====== Given entries

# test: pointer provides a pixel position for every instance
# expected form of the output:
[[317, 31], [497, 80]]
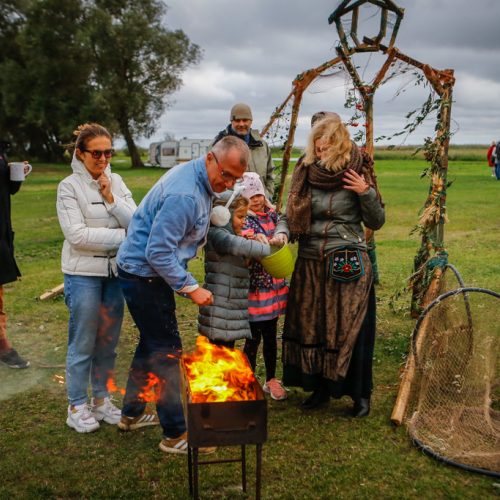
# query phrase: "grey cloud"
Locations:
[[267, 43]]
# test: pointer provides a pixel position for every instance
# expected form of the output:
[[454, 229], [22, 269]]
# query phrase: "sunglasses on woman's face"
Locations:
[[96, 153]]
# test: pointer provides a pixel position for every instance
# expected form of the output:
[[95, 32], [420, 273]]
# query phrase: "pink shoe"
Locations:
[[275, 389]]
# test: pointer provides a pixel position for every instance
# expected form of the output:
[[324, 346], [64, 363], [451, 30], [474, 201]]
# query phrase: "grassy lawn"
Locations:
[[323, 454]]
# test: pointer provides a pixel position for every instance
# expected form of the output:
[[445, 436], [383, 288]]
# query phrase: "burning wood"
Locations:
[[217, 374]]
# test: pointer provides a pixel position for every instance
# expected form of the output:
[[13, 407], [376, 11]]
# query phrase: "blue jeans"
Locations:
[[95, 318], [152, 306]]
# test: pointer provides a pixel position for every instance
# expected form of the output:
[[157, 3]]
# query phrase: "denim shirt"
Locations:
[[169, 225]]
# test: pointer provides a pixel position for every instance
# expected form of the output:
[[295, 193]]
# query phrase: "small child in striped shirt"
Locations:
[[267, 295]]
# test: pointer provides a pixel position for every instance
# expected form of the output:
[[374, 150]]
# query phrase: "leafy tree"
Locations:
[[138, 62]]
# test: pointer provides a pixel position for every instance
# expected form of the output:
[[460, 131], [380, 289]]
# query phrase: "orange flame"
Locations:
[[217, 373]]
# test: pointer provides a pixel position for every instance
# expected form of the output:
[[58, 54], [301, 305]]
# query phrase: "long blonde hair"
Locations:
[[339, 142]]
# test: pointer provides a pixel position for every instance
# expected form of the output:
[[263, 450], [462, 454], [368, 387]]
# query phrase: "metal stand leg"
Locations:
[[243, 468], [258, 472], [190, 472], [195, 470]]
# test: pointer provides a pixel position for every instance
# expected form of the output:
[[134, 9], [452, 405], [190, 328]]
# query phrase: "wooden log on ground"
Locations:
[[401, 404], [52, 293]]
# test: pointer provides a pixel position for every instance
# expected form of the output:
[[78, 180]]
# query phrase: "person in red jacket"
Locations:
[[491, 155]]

============
====== Given entries

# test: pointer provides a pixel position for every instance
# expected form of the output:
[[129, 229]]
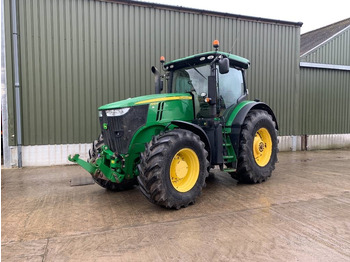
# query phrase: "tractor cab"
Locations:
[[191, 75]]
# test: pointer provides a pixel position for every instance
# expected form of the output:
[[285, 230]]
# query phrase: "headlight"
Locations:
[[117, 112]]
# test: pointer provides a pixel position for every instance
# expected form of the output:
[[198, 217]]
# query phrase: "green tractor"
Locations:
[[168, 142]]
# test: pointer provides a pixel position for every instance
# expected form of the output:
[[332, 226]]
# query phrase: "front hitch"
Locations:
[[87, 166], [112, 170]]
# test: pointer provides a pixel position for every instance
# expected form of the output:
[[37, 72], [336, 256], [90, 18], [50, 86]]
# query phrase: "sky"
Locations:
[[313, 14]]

============
====== Given entries

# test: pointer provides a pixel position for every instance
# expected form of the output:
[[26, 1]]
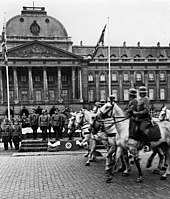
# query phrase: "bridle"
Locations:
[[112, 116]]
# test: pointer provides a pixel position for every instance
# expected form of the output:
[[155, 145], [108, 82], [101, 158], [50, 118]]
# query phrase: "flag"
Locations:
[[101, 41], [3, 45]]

============

Pick out every line in the entries above that contains the word "shirt", treating uppercase and lowercase as different.

-- Full answer --
# query phrase: "denim shirt"
# query phrase: "small child in striped shirt"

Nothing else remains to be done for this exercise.